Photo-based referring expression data
==========

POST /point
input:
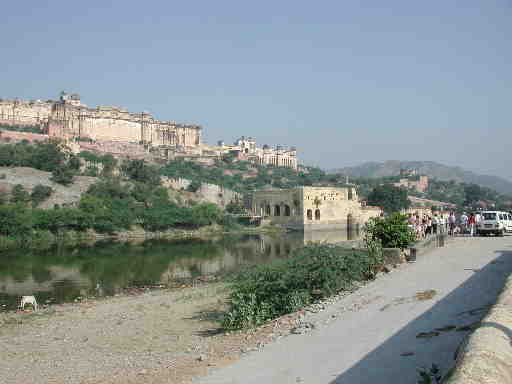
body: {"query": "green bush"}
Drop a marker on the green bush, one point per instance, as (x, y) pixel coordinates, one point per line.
(264, 292)
(62, 175)
(392, 231)
(19, 194)
(40, 193)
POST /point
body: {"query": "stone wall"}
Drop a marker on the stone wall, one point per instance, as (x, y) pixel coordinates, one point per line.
(19, 136)
(67, 119)
(486, 355)
(312, 207)
(206, 192)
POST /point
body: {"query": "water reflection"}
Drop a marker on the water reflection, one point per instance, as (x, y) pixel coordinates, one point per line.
(63, 275)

==========

> [TO DO] Give a verbatim transcription of the entries, leaving out the pictures.

> [WRITTEN SOLUTION]
POST /point
input:
body: {"query": "green bush"}
Drop a marker on the green bush, one point per instance, as (x, y) pixel coordinates, one point per line.
(264, 292)
(62, 175)
(392, 231)
(19, 194)
(40, 193)
POST /point
body: {"query": "stone wall"}
Drop a marker on the stone wall, one point per instance, as (x, y) pixel coordinates, one point per line.
(19, 136)
(67, 119)
(486, 355)
(312, 207)
(206, 192)
POST /point
body: {"query": "water reflection"}
Drop a marker on the water reflection, one point per instance, as (x, y) pixel coordinates, one point per line.
(63, 275)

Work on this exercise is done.